DOCUMENT TEXT:
Legal System and Judicial Independence

Dutch contract law is based on the principle of party autonomy and full freedom of contract. Signing parties are free to draft an agreement in any form and any language, based on the legal system of their choice. Dutch corporate law provides for a legal and fiscal framework that is designed to be flexible. This element of the investment climate makes the Netherlands especially attractive to foreign investors.

The Dutch civil court system has a chamber dedicated to business disputes, called the Enterprise Chamber. The Enterprise Chamber includes judges who are experts in various commercial fields. They resolve a wide range of corporate disputes, from corporate governance disputes to high-profile shareholder conflicts over mergers or hostile take-overs.

Since 2019, the Enterprise Chamber houses an English-language commercial court. The Netherlands Commercial Court (NCC) and its appellate chamber (NCCA) offer parties the opportunity to litigate in English and will provide judgments in English. Both the NCC and NCCA will focus primarily on major international commercial cases. See also: https://www.rechtspraak.nl/English/NCC/Pages/default.aspx 

Laws and Regulations on Foreign Direct Investment

The Dutch government has demonstrated a growing concern with the protection of its open, market-based economy against foreign state malign activity and currently the Netherlands is in the process of establishing a formal domestic investment screening mechanism as per EU directive.  In May 2020, the long-awaited investment screening law in the telecommunications sector came into force.  In December 2020, the law on establishing a framework for investment screening for all critical sectors came into force, aimed at protecting Dutch national security.

EXERCISES:
a: According to the passage on Dutch law, since what year has the Enterprise Chamber housed an English-language commercial court?
b: Please say whether each statement agrees with the passage on Dutch law, and quote the words that decide it: (i) The Enterprise Chamber includes judges who are experts in various commercial fields. (ii) The investment screening law for the telecommunications sector came into force in December 2020. (iii) Parties to a contract under Dutch law must draft their agreement in Dutch.

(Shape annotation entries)
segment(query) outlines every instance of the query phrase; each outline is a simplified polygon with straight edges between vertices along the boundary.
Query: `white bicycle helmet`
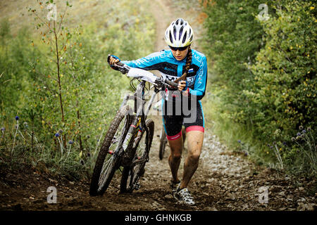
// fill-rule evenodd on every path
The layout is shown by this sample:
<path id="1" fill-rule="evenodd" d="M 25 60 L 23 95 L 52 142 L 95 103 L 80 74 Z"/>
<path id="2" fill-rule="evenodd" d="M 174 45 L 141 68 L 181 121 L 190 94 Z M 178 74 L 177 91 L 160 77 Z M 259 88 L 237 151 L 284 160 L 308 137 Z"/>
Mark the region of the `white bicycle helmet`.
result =
<path id="1" fill-rule="evenodd" d="M 170 46 L 185 47 L 192 43 L 194 31 L 187 21 L 178 18 L 165 32 L 165 41 Z"/>

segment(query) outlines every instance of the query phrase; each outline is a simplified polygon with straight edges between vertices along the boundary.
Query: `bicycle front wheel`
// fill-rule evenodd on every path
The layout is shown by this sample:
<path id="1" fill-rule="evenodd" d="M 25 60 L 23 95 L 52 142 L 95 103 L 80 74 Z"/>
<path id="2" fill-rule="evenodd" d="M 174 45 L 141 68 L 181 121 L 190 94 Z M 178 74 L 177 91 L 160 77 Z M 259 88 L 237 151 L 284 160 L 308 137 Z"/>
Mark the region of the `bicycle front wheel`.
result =
<path id="1" fill-rule="evenodd" d="M 110 124 L 101 146 L 90 184 L 92 196 L 102 195 L 119 168 L 122 144 L 132 120 L 129 105 L 125 105 L 117 112 Z"/>
<path id="2" fill-rule="evenodd" d="M 139 188 L 139 179 L 140 176 L 143 176 L 145 164 L 149 161 L 149 150 L 154 134 L 154 122 L 148 119 L 146 121 L 146 126 L 149 130 L 148 150 L 147 150 L 146 143 L 147 135 L 143 135 L 144 133 L 142 133 L 142 138 L 139 141 L 136 141 L 138 143 L 136 143 L 137 150 L 133 158 L 132 167 L 125 167 L 123 168 L 120 186 L 121 193 L 132 193 L 133 190 Z"/>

RESPONSES BY TASK:
a: Since 2019.

b:
(i) Yes: "The Enterprise Chamber includes judges who are experts in various commercial fields."
(ii) No: "In May 2020, the long-awaited investment screening law in the telecommunications sector came into force."
(iii) No: "Signing parties are free to draft an agreement in any form and any language"